TASK STATEMENT: Retype the records word for word. Skip every image.

Data entries:
════════

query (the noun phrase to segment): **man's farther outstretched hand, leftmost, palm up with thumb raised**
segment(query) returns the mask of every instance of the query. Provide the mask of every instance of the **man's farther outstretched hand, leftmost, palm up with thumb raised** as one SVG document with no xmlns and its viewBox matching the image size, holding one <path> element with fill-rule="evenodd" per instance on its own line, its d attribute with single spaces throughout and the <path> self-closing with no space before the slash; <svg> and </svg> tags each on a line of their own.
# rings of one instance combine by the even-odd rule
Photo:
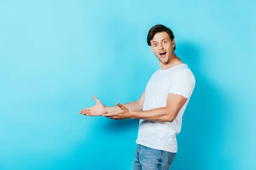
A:
<svg viewBox="0 0 256 170">
<path fill-rule="evenodd" d="M 102 114 L 107 113 L 105 105 L 102 104 L 95 96 L 93 96 L 93 99 L 96 102 L 96 105 L 82 109 L 79 113 L 86 115 L 86 116 L 102 116 Z"/>
</svg>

════════

SOLUTION TO THIS EXERCISE:
query (the noun phrase to segment): **man's farther outstretched hand, leftmost, palm up with thumb raised**
segment(query) returns the mask of every instance of the query. Provide the mask of every instance of the **man's farther outstretched hand, leftmost, palm up with thumb raised** as one SVG document with no xmlns and its viewBox matching the image size, holding one <path> element with fill-rule="evenodd" per instance on its own line, its d attribute with single spaces throughout and the <path> self-closing with no space before the slash; <svg> and </svg> tags each on a line of their own.
# rings of one instance combine by the even-odd rule
Photo:
A:
<svg viewBox="0 0 256 170">
<path fill-rule="evenodd" d="M 102 114 L 107 113 L 105 105 L 102 104 L 95 96 L 93 96 L 93 99 L 96 102 L 96 105 L 82 109 L 79 113 L 86 115 L 86 116 L 102 116 Z"/>
</svg>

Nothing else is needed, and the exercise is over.